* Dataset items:
--------------------------------------------------

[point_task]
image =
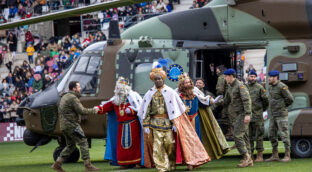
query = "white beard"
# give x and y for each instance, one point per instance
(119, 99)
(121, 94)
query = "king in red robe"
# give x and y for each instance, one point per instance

--------------------------------------------------

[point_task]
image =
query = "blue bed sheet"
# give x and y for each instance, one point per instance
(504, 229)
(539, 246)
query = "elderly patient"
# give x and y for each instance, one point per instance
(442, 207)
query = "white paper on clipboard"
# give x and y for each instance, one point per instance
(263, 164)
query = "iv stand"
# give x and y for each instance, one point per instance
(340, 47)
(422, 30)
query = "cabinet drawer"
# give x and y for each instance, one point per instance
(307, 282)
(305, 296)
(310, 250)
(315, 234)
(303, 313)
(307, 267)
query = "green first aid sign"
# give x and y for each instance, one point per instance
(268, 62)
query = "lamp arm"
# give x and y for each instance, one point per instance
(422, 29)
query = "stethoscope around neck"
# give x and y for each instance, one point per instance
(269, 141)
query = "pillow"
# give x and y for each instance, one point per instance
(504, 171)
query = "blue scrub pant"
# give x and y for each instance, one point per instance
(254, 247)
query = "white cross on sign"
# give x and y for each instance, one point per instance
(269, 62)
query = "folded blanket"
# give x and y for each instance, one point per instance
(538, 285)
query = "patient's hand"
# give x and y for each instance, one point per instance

--------------------------------------------------

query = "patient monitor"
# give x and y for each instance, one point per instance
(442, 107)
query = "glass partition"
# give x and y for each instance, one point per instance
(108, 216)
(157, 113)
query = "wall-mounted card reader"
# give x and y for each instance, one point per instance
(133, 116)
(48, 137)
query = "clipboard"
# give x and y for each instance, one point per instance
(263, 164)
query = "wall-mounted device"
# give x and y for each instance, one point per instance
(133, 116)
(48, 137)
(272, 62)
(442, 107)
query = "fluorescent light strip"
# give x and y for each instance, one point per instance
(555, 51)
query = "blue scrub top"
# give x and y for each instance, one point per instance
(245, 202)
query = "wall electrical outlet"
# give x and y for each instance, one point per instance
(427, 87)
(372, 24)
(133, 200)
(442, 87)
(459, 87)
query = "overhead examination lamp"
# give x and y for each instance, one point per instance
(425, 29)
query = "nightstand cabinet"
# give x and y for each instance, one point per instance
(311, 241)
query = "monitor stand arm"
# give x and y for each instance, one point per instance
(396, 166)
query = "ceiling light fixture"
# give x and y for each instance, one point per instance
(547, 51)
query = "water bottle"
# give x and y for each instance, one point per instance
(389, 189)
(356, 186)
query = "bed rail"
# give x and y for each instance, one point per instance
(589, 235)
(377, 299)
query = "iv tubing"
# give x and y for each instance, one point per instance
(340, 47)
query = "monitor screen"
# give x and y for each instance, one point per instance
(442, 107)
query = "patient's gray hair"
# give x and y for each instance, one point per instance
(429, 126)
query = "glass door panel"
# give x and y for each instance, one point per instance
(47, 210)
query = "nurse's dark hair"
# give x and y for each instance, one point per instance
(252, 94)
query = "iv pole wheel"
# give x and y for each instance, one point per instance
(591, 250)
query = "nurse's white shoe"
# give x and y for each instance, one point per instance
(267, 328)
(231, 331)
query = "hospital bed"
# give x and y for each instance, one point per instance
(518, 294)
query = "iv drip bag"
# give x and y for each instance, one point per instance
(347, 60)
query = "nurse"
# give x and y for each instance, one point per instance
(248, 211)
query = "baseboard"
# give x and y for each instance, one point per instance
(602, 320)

--------------------------------------------------

* Problem details:
If a line above holds "hair", count it; say how many such lines there are and nothing else.

* Expected answer:
2